Starting with the line that contains "In the photo above, where can the rainbow face" and going on through the end of the material below, give each line as a row of a Markdown table with the columns No. and Line, leaving out any blank lines.
━━━━━━━━━━
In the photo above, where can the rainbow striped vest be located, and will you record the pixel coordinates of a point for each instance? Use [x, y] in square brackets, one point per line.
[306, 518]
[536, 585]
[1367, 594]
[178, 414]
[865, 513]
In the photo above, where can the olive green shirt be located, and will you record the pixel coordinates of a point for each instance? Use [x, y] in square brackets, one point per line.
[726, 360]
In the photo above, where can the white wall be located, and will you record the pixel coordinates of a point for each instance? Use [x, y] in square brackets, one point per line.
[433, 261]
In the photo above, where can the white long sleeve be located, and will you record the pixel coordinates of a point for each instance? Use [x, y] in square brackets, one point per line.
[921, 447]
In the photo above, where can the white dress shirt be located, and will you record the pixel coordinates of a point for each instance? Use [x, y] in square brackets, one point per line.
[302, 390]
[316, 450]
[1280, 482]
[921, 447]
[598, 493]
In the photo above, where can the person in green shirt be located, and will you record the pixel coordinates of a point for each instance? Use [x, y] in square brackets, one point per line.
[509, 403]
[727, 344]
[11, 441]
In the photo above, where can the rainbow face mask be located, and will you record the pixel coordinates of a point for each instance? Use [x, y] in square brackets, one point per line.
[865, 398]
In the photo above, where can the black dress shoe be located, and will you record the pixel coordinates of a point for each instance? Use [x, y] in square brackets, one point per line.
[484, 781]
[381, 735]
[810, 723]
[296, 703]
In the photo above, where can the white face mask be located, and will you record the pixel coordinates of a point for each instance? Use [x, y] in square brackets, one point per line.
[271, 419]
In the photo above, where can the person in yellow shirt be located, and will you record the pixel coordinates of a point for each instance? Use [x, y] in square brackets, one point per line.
━━━━━━━━━━
▶ [EXERCISE OUTPUT]
| No. | Line |
|---|---|
| 1 | In the photo above, where can the rainbow face mask be located, and will you record the pixel coordinates of a point for each instance? Use [x, y] in square brackets, one point per line. |
| 2 | [865, 398] |
| 3 | In the photo above, where can the black dress shoe be located, and will you record the pixel coordinates of a point for each instance? Use [x, y] in square brackets, one point per line. |
| 4 | [484, 781] |
| 5 | [381, 735] |
| 6 | [810, 723] |
| 7 | [296, 703] |
| 8 | In the photo above, where can the white face mask be located, and will you record the pixel coordinates of a point for each instance? Use [x, y] in square brackets, one point per line. |
| 9 | [271, 419] |
| 10 | In the photo above, where can the person in yellow shirt be located, and will you record the pixel coordinates of a point for each instance? Use [x, y] in square brackets, one point per line. |